* **Goal of the exercise**
Change every "marker" to "pin" in the stretch from the line containing "290, row 150." through the line containing "column 21, row 320", and write out only those lines again with nothing else altered.

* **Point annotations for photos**
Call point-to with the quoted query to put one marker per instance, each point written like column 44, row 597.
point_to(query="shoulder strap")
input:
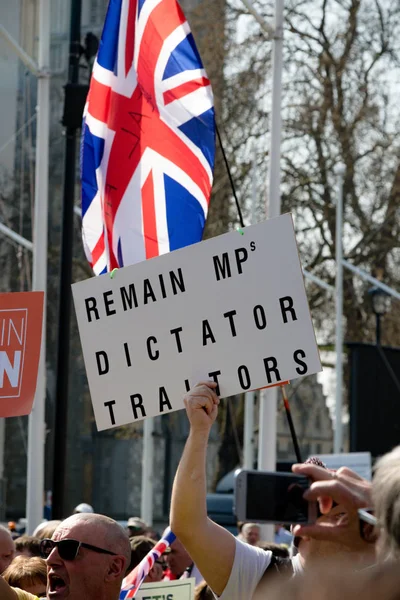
column 279, row 566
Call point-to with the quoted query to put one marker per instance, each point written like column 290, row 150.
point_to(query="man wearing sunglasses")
column 86, row 559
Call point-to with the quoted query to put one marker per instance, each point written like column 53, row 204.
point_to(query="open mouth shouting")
column 56, row 586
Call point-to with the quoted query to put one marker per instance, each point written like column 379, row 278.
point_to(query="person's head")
column 28, row 574
column 46, row 529
column 136, row 526
column 7, row 548
column 140, row 547
column 311, row 549
column 386, row 499
column 251, row 533
column 76, row 571
column 27, row 545
column 178, row 560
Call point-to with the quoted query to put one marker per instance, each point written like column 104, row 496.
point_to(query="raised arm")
column 211, row 547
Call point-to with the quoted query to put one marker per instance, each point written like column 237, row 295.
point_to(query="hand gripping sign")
column 232, row 308
column 21, row 321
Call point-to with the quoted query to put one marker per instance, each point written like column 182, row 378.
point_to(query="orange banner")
column 21, row 320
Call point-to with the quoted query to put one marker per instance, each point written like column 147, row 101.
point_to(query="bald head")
column 7, row 548
column 98, row 530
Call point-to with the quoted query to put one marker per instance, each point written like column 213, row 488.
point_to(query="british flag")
column 134, row 580
column 148, row 139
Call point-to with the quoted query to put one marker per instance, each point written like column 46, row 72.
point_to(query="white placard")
column 183, row 589
column 232, row 308
column 359, row 462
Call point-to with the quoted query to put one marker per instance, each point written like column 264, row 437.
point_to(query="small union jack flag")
column 134, row 580
column 148, row 141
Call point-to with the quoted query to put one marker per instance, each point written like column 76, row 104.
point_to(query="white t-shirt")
column 248, row 567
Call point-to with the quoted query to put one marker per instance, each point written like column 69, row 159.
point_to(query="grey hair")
column 386, row 499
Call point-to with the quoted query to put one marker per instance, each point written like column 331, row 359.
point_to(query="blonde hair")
column 26, row 571
column 386, row 500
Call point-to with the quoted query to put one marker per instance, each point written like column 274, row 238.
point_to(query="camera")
column 269, row 497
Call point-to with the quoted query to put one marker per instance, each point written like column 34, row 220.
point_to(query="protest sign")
column 21, row 321
column 232, row 308
column 182, row 589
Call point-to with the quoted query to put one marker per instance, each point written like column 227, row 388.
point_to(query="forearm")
column 188, row 505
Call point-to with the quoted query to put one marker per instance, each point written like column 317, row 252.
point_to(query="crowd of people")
column 342, row 554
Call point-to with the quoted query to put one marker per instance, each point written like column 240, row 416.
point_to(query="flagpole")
column 146, row 511
column 340, row 172
column 268, row 398
column 248, row 434
column 36, row 426
column 64, row 312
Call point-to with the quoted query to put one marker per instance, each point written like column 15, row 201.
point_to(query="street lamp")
column 381, row 302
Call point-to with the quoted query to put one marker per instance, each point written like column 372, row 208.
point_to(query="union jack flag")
column 148, row 141
column 134, row 580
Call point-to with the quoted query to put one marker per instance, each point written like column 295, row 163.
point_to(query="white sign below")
column 232, row 308
column 183, row 589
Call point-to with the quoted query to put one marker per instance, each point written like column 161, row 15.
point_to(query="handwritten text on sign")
column 232, row 309
column 167, row 590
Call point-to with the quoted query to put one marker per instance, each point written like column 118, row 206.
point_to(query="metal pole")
column 268, row 398
column 36, row 427
column 248, row 442
column 146, row 511
column 338, row 439
column 248, row 434
column 378, row 330
column 64, row 313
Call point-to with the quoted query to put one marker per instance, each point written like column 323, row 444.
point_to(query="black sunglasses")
column 68, row 549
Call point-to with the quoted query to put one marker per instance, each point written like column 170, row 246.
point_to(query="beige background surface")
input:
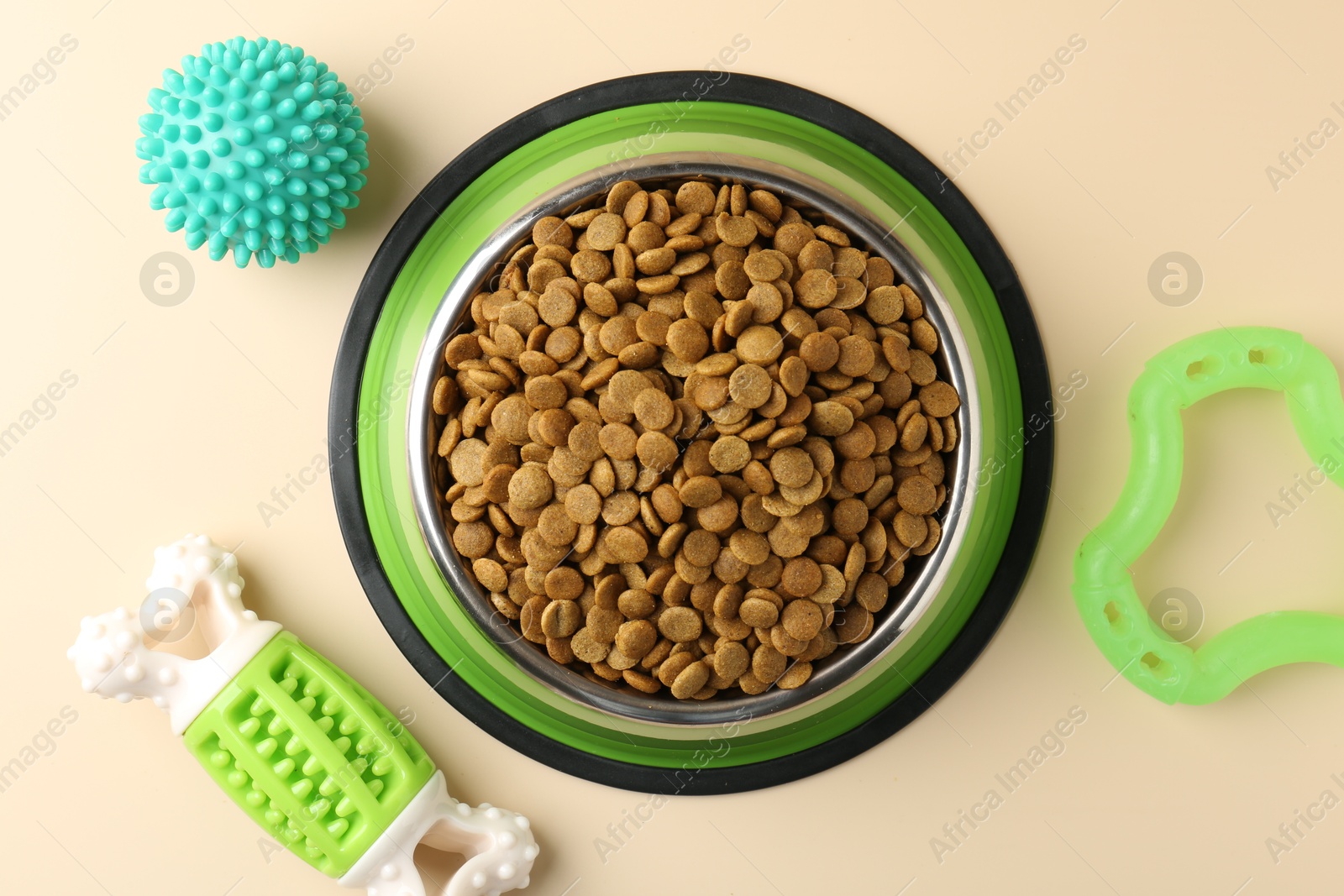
column 183, row 418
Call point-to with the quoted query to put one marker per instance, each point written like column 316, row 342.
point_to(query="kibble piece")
column 938, row 398
column 625, row 544
column 690, row 680
column 801, row 620
column 730, row 454
column 749, row 385
column 857, row 356
column 792, row 466
column 680, row 625
column 917, row 495
column 759, row 345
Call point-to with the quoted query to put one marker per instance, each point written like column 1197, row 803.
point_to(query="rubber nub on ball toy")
column 1179, row 376
column 297, row 745
column 253, row 148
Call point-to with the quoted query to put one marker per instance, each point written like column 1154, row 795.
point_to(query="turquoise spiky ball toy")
column 255, row 148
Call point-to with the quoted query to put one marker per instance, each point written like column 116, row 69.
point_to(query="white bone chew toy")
column 306, row 752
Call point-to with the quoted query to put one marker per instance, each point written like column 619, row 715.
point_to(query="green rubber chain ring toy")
column 1104, row 589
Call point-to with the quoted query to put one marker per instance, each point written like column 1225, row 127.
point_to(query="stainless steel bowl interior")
column 429, row 474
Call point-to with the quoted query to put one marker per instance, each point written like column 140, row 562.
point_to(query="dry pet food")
column 692, row 437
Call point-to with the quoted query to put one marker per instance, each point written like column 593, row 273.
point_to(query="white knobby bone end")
column 194, row 586
column 497, row 842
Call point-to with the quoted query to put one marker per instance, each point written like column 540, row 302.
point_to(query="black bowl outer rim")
column 669, row 86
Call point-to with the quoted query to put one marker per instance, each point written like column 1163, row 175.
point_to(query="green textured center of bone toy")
column 1179, row 376
column 308, row 754
column 253, row 148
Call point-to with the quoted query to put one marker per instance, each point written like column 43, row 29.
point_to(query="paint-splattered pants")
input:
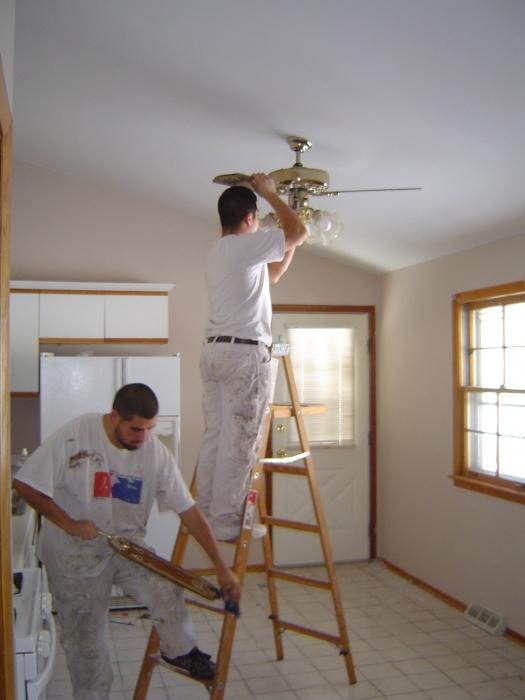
column 82, row 609
column 237, row 387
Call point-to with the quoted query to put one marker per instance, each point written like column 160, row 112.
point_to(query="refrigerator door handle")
column 120, row 372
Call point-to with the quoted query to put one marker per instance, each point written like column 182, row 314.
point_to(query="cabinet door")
column 23, row 342
column 72, row 316
column 137, row 316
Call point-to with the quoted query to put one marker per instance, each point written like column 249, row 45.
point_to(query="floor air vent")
column 486, row 619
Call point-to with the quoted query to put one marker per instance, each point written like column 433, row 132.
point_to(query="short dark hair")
column 135, row 400
column 234, row 203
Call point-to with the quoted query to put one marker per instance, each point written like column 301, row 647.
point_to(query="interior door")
column 343, row 472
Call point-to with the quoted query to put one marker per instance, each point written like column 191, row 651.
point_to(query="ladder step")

* **Reply to the task**
Call point-to with the quoted query to put one pin per instance, each point written like column 290, row 150.
point_to(query="man wearing sunglasses")
column 86, row 559
Call point-to with the quoted query to put one pin per instance, each point written like column 53, row 204.
point_to(query="open mouth shouting")
column 56, row 586
Call point-to with the quoted query to put one pin per instance, each point written like column 379, row 278.
point_to(query="person's head")
column 28, row 574
column 46, row 529
column 136, row 526
column 7, row 548
column 140, row 547
column 311, row 549
column 386, row 499
column 251, row 533
column 76, row 571
column 27, row 545
column 178, row 560
Call point-to with the quoted query to put one pin per instance, each point written like column 104, row 496.
point_to(query="raised arm")
column 211, row 547
Call point-to with the quoted query to put one pin per instance, each point written like column 237, row 295.
point_to(query="hand gripping sign")
column 232, row 308
column 21, row 321
Call point-to with the quoted query to put one pin per instance, each point written like column 182, row 378.
point_to(query="orange banner")
column 21, row 320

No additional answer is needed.